Provided passage:
--*--

Type 2 diabetes, long considered an adult disease, is now hitting teens and schoolchildren.
This was revealed in a new study that tracked diagnosed cases of type 1 and type 2 diabetes in youth below the age of 20 spread in five major ethnic groups in the United States from 2002 to 2012.
According to the Centers for Disease Control and Prevention, nearly 75,000 Americans die of diabetes every year.
Type 2 diabetes, also known as adult-onset diabetes, usually takes many years to develop. It is different from type 1 diabetes where insulin-producing cells are destroyed by the immune system.
"Because of the early age of onset and longer diabetes duration, youth are at risk for developing diabetes-related complications at a younger age. This profoundly lessens their quality of life, shortens their life expectancy, and increases health care costs," said Dr. Giuseppina Imperatore, an epidemiologist in CDC's Division of Diabetes Translation, National Center for Chronic Disease Prevention and Health Promotion.
What Causes Type 2 Diabetes?
Health experts had been alerting about the perils of childhood obesity in the United States where nearly 17 percent kids and teens are obese. The obesity figure tripled since the 1970s, according to data from the CDC.
Type 2 diabetes is triggered by the difficulty faced by cells in using insulin for turning sugar into energy. When blood sugar goes up, blood vessels become stiff and enhance the risk of heart attacks, strokes, and kidney failure.
There is a concern as doctors are diagnosing type 2 diabetes even in school-age kids and toddlers. Data on 10- to 19-year-olds in states such as Colorado, California, Ohio, South Carolina and Washington has reinforced this.
The study also considered factors like age, gender, race/ethnicity in the matter of type 2 diabetes, and saw the incidences were up by an average 4.8 percent during the period of study.
From the micro level point of view, the data suggests that type 2 diabetes infects 1,500 more kids and teens each year.

--*--

Required actions:
[1] Reproduce everything in the article on type 2 diabetes in youth from "Health experts had" down to "and kidney failure.".
[2] Continue the article on type 2 diabetes in young people, starting after its final sentence.

--*--

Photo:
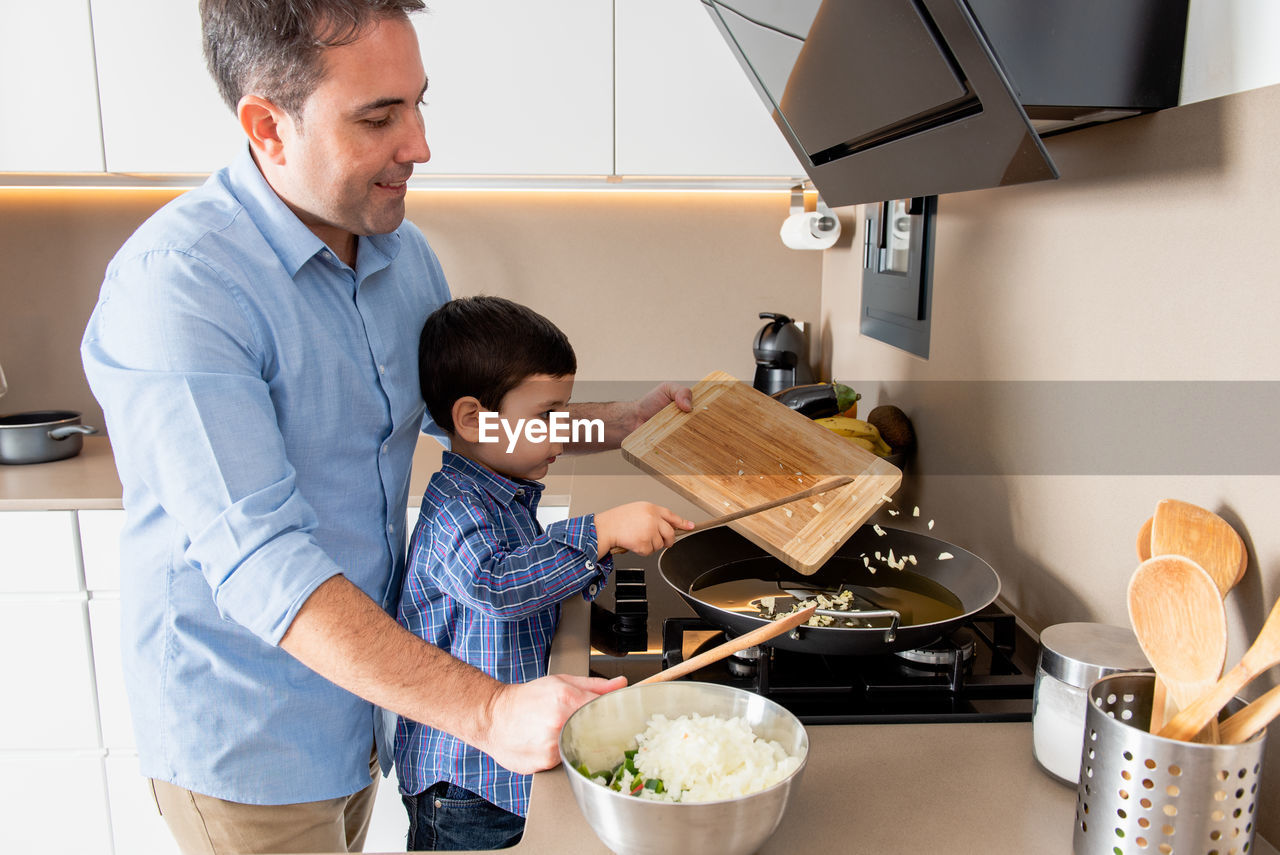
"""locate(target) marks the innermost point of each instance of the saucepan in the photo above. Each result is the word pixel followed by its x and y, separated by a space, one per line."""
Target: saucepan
pixel 906 589
pixel 41 437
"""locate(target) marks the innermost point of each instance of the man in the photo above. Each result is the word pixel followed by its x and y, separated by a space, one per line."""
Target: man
pixel 255 351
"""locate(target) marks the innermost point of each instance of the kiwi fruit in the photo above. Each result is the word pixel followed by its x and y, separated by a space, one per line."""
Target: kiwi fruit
pixel 894 425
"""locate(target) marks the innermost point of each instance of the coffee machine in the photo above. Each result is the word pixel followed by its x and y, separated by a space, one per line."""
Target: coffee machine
pixel 781 355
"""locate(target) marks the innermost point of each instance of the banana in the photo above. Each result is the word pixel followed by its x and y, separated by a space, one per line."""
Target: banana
pixel 863 433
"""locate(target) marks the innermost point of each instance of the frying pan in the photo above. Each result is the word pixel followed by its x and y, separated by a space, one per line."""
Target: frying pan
pixel 723 556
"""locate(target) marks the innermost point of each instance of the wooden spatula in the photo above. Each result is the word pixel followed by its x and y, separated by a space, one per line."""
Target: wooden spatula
pixel 755 636
pixel 1264 653
pixel 1180 622
pixel 1205 538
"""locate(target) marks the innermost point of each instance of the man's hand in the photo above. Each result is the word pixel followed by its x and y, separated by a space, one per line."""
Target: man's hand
pixel 525 719
pixel 641 527
pixel 652 403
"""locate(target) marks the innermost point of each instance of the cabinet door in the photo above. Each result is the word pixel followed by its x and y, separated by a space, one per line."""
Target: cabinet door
pixel 136 822
pixel 48 96
pixel 37 552
pixel 54 804
pixel 46 676
pixel 100 547
pixel 685 106
pixel 517 87
pixel 160 109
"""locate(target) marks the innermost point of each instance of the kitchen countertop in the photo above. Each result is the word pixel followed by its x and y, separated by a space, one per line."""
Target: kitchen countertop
pixel 88 481
pixel 865 789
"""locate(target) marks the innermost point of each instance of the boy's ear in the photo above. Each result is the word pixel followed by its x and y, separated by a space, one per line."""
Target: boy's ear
pixel 466 419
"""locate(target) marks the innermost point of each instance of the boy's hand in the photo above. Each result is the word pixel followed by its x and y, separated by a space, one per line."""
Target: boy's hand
pixel 641 527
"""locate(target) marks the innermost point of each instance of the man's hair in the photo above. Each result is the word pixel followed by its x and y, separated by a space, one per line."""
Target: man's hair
pixel 274 47
pixel 484 347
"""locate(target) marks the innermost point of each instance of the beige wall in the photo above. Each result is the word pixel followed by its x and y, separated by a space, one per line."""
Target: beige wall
pixel 648 286
pixel 1153 259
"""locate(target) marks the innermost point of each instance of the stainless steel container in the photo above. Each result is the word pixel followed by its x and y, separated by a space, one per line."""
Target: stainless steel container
pixel 1143 794
pixel 598 734
pixel 1072 657
pixel 41 437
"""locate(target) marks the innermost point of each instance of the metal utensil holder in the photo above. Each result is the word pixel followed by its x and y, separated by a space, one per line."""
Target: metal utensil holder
pixel 1142 794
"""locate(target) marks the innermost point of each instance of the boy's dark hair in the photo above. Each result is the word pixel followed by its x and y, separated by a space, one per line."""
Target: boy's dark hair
pixel 273 47
pixel 484 347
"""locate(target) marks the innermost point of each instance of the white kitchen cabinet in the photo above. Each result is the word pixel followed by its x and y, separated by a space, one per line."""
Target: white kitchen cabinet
pixel 684 104
pixel 113 704
pixel 517 88
pixel 160 109
pixel 37 552
pixel 46 675
pixel 48 92
pixel 100 544
pixel 55 804
pixel 136 822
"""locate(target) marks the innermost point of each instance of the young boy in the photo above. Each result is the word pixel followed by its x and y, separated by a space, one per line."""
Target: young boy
pixel 484 580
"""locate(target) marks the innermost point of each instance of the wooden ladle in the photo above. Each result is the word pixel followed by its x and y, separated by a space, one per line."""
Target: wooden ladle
pixel 755 636
pixel 1205 538
pixel 1264 653
pixel 1243 725
pixel 1178 616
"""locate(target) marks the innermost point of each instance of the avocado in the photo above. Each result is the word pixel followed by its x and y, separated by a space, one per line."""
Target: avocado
pixel 894 425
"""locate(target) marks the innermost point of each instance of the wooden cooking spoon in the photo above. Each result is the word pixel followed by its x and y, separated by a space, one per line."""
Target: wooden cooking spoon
pixel 1178 616
pixel 741 643
pixel 1242 726
pixel 1207 539
pixel 1264 653
pixel 1184 529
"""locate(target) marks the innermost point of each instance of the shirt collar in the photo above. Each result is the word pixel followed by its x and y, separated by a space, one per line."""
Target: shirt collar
pixel 499 487
pixel 289 238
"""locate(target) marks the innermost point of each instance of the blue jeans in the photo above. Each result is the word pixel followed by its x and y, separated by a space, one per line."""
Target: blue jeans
pixel 446 817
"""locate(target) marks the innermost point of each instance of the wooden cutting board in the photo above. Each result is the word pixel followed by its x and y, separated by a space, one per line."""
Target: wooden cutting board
pixel 739 448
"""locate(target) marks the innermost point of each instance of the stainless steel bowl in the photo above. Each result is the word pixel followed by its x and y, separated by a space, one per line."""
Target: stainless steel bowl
pixel 604 727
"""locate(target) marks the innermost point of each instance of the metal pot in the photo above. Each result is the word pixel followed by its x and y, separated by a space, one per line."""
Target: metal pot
pixel 41 437
pixel 718 572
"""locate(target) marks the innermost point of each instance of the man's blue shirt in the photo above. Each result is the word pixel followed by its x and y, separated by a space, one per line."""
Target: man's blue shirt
pixel 263 405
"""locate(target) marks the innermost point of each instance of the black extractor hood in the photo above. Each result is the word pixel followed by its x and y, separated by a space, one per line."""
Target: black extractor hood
pixel 894 99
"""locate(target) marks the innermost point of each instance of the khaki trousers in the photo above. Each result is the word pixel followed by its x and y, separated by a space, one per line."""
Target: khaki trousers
pixel 208 826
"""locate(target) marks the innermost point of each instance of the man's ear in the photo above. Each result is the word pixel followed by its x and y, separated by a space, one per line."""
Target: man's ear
pixel 266 127
pixel 466 419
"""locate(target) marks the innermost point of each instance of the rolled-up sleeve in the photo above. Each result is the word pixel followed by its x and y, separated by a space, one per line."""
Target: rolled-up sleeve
pixel 174 356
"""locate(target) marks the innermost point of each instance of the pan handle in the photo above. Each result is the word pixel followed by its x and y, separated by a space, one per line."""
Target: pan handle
pixel 71 430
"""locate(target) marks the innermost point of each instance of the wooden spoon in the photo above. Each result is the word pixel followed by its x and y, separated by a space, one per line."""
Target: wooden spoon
pixel 1264 653
pixel 1243 725
pixel 1178 616
pixel 1205 538
pixel 1184 529
pixel 755 636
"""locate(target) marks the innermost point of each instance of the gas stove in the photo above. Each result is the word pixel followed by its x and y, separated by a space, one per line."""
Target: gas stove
pixel 981 672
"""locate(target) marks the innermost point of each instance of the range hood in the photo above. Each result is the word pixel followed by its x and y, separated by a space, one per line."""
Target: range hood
pixel 894 99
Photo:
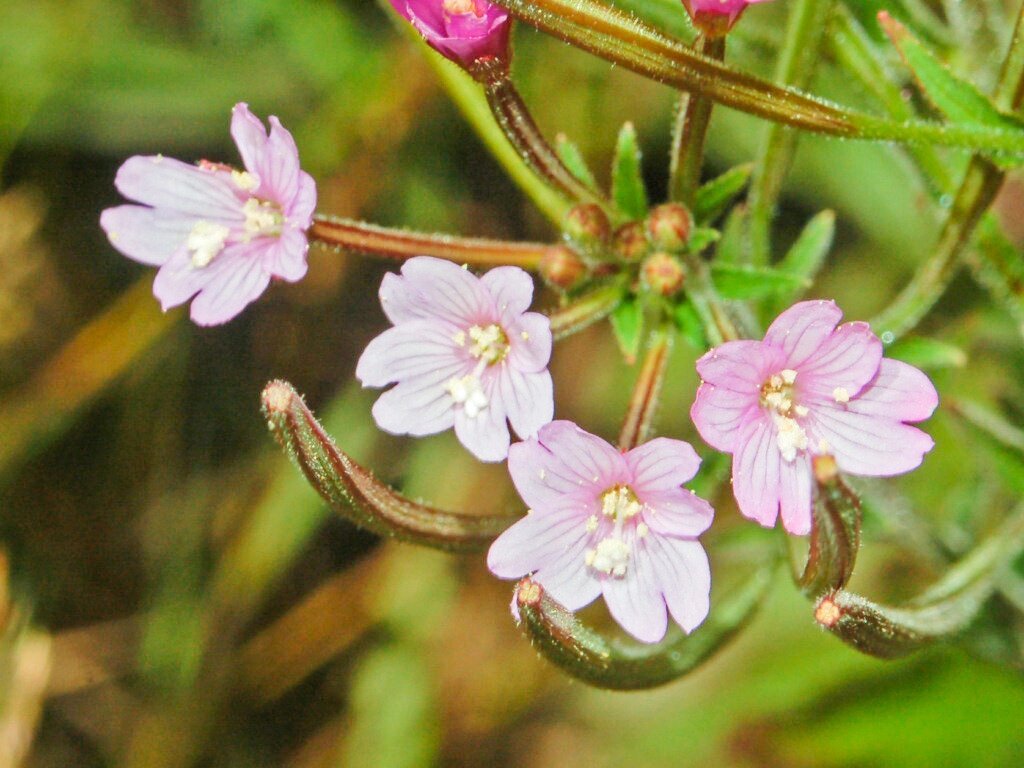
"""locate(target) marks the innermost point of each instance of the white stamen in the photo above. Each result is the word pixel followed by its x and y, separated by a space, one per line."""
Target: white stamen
pixel 205 241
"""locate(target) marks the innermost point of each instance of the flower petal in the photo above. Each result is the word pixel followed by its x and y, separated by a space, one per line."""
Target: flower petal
pixel 740 366
pixel 145 235
pixel 848 358
pixel 434 288
pixel 563 459
pixel 423 347
pixel 512 289
pixel 683 574
pixel 527 398
pixel 756 470
pixel 899 391
pixel 868 444
pixel 173 185
pixel 529 342
pixel 802 329
pixel 635 600
pixel 677 512
pixel 718 413
pixel 662 464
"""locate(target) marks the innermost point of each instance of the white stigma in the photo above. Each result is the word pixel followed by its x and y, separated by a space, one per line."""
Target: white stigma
pixel 489 343
pixel 466 391
pixel 205 241
pixel 262 218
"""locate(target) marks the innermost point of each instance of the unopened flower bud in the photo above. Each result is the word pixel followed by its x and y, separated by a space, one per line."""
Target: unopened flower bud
pixel 663 273
pixel 562 268
pixel 588 226
pixel 715 17
pixel 630 243
pixel 669 226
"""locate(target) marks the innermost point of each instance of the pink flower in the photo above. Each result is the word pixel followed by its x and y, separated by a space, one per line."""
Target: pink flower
pixel 717 16
pixel 809 388
pixel 612 523
pixel 464 352
pixel 461 30
pixel 217 233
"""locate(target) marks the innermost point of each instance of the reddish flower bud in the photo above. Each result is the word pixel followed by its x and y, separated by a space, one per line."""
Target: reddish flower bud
pixel 715 17
pixel 463 31
pixel 630 243
pixel 562 268
pixel 663 273
pixel 669 226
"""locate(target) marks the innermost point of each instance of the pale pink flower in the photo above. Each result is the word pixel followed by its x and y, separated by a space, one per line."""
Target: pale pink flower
pixel 463 31
pixel 463 352
pixel 217 233
pixel 809 388
pixel 606 522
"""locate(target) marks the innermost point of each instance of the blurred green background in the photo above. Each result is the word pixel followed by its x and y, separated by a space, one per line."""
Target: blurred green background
pixel 203 606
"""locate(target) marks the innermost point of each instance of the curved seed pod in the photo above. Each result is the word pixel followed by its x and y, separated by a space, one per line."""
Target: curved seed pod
pixel 619 663
pixel 352 491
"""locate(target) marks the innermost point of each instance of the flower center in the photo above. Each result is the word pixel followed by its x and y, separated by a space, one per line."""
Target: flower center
pixel 777 394
pixel 262 219
pixel 205 241
pixel 460 7
pixel 611 555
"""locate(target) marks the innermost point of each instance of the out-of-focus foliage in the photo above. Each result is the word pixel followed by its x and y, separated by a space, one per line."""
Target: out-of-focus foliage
pixel 205 609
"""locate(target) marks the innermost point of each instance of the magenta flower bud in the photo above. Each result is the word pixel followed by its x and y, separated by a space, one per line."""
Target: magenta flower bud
pixel 464 31
pixel 715 17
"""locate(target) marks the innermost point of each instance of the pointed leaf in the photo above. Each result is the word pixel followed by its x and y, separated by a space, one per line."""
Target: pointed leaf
pixel 716 196
pixel 628 189
pixel 356 495
pixel 627 322
pixel 571 158
pixel 619 663
pixel 735 282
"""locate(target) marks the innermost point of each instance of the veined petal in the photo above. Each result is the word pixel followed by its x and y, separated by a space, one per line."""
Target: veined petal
pixel 434 288
pixel 424 347
pixel 635 600
pixel 802 329
pixel 563 459
pixel 527 398
pixel 662 464
pixel 739 366
pixel 848 359
pixel 145 235
pixel 756 470
pixel 718 413
pixel 681 569
pixel 899 391
pixel 677 512
pixel 512 289
pixel 529 342
pixel 867 444
pixel 175 186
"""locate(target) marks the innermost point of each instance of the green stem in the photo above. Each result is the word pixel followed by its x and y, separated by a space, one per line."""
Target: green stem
pixel 798 57
pixel 643 402
pixel 690 131
pixel 980 185
pixel 517 124
pixel 349 235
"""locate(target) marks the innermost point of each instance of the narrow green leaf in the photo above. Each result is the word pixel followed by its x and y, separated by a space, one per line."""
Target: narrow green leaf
pixel 570 156
pixel 627 322
pixel 929 354
pixel 714 197
pixel 701 238
pixel 740 282
pixel 628 189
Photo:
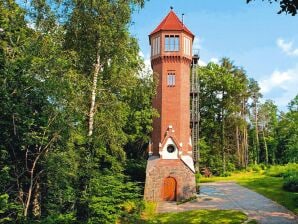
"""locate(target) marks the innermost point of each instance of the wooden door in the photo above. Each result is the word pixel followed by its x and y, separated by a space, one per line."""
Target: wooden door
pixel 169 190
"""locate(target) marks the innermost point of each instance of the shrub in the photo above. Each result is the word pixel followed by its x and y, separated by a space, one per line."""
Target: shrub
pixel 225 174
pixel 132 211
pixel 281 170
pixel 255 168
pixel 291 182
pixel 149 210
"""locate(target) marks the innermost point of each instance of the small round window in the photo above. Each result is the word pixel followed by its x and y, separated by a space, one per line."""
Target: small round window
pixel 170 148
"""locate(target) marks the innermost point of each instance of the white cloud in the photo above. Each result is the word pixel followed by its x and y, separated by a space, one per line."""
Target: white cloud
pixel 214 60
pixel 281 86
pixel 287 47
pixel 202 63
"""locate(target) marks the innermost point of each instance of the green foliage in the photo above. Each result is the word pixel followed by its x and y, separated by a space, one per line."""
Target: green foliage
pixel 107 198
pixel 281 170
pixel 291 181
pixel 59 219
pixel 136 169
pixel 9 211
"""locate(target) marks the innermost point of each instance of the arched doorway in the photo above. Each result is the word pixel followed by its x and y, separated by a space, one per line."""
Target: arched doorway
pixel 169 189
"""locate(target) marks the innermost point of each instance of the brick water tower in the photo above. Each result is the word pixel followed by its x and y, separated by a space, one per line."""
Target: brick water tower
pixel 170 167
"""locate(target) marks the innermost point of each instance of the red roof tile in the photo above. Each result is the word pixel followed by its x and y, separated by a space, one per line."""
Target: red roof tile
pixel 171 22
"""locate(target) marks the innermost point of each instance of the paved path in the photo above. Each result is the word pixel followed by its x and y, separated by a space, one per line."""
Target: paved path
pixel 229 195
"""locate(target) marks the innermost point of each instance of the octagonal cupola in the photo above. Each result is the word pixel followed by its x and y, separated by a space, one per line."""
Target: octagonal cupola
pixel 171 37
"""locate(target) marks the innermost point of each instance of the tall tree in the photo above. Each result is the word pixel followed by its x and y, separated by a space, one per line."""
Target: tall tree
pixel 286 6
pixel 255 94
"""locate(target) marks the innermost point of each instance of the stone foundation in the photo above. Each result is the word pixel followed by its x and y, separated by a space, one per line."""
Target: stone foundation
pixel 158 169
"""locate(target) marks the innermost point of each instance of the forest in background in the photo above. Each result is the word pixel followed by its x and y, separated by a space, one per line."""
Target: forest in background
pixel 237 127
pixel 75 114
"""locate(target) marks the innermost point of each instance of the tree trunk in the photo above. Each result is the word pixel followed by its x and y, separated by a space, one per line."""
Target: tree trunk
pixel 36 202
pixel 238 146
pixel 257 134
pixel 223 136
pixel 266 148
pixel 97 67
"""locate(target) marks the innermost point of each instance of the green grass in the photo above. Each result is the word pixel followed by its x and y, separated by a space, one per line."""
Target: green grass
pixel 200 216
pixel 270 187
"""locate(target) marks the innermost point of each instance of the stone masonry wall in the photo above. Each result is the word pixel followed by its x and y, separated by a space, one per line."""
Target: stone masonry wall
pixel 158 169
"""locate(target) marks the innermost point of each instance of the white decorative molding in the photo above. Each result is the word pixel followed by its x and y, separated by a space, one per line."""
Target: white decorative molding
pixel 169 155
pixel 188 162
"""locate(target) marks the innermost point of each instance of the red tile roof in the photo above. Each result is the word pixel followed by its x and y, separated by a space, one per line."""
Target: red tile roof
pixel 172 22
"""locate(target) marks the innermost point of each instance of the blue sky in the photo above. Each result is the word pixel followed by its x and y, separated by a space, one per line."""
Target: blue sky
pixel 252 35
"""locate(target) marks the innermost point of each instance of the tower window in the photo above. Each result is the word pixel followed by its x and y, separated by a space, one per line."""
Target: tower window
pixel 187 47
pixel 155 46
pixel 172 43
pixel 171 79
pixel 171 148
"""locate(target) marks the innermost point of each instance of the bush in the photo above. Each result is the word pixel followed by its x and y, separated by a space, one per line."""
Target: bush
pixel 291 182
pixel 225 174
pixel 132 211
pixel 281 170
pixel 255 168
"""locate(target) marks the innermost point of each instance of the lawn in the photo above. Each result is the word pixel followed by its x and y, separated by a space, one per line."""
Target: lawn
pixel 200 216
pixel 271 187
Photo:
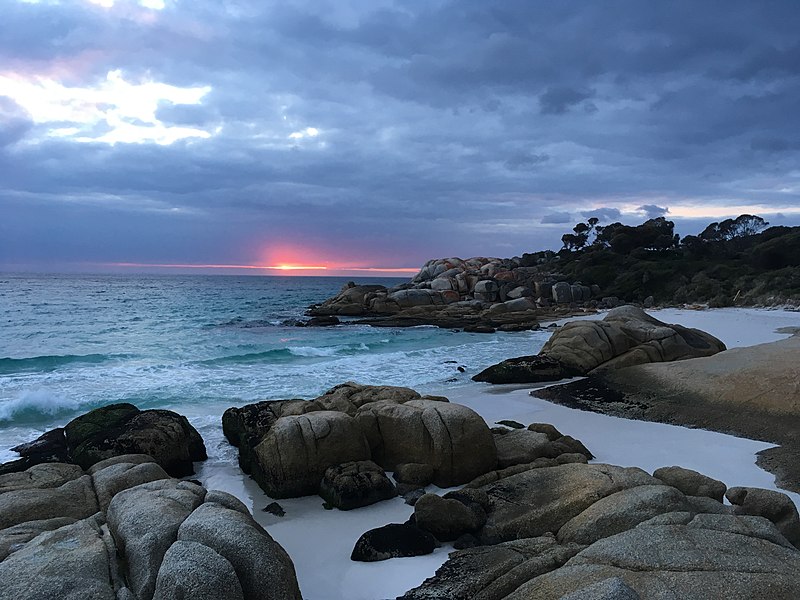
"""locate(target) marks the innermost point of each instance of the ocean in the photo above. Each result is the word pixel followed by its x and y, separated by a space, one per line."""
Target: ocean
pixel 199 344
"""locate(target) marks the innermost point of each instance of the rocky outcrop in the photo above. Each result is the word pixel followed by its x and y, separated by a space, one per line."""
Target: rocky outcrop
pixel 114 430
pixel 451 438
pixel 626 336
pixel 131 532
pixel 392 541
pixel 479 292
pixel 598 531
pixel 289 445
pixel 751 392
pixel 297 450
pixel 355 484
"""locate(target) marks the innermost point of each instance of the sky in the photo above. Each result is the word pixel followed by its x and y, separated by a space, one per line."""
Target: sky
pixel 360 136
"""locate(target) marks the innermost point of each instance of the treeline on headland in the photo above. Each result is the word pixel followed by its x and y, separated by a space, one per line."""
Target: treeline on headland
pixel 738 261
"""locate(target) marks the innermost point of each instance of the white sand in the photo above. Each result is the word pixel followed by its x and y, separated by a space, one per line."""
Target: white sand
pixel 320 541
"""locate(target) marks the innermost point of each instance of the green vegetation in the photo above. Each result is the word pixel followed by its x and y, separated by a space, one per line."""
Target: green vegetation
pixel 733 262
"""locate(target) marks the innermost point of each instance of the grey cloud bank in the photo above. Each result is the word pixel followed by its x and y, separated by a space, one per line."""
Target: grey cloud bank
pixel 383 134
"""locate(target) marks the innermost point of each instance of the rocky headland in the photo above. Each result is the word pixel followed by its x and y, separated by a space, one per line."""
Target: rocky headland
pixel 478 294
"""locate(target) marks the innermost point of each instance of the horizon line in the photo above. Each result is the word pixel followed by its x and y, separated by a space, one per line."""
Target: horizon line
pixel 256 267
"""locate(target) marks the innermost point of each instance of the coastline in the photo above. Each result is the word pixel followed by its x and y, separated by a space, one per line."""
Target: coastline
pixel 320 541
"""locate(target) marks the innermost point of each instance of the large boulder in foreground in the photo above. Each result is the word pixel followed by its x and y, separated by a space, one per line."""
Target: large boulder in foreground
pixel 149 536
pixel 626 336
pixel 288 445
pixel 297 450
pixel 115 430
pixel 587 532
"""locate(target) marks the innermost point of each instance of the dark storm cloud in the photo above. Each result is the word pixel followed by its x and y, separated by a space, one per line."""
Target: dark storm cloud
pixel 557 218
pixel 651 211
pixel 605 213
pixel 437 123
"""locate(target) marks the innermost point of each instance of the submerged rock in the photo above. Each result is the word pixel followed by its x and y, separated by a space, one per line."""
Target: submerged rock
pixel 114 430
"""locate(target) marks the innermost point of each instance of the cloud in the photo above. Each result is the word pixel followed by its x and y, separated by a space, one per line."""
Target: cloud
pixel 605 213
pixel 557 218
pixel 558 100
pixel 377 128
pixel 652 211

--*--

Answer section:
[1]
Health experts had been alerting about the perils of childhood obesity in the United States where nearly 17 percent kids and teens are obese. The obesity figure tripled since the 1970s, according to data from the CDC.
Type 2 diabetes is triggered by the difficulty faced by cells in using insulin for turning sugar into energy. When blood sugar goes up, blood vessels become stiff and enhance the risk of heart attacks, strokes, and kidney failure.

[2]
The surge in type 2 diabetes was palpable in the 10- to 19-year-olds, regardless of age, gender, and ethnicity. Only the white kids and youth of Ohio were an exception.
The ethnic gap was quite evident in 2003. The incidences for white youth were 4.4 cases per 100,000 people and for Native Americans, the ratio was 22.6 cases per 100,000 people.
In the 29.1 million diabetes-affected population of the United States, there are 208,000 people younger than 20 years living with diagnosed diabetes.
The ethnic groups studied were non-Hispanic whites, non-Hispanic blacks, Hispanics, Asian Americans, Pacific Islanders, and Native Americans.
The study, published in the New England Journal of Medicine, was supported by the CDC and the National Institutes of Health.
Treatment For Type 2 Diabetes
Meanwhile, U.S. scientists have discovered a new drug that had a successful test on mice. The rats were seen achieving normal blood sugar levels with the hope that similar results can follow in humans. The small-molecule inhibitor helps the body to restore sensitivity to insulin.
The drug is administered orally and there are no side effects.
"This could lead to a new therapeutic strategy for treating type 2 diabetes," said Stephanie Stanford of the University of California, San Diego.
If the new drug works out it would reverse insulin resistance, Stanford added and said the drug can reawaken insulin receptors in the liver and type 2 diabetes patients can take up insulin injections.
Targeting an enzyme called low molecular weight protein tyrosine phosphatase that sheds the cells' sensitivity to insulin, the drug when tested on mice confirmed that LMPTP was a major factor in developing obesity and insulin resistance.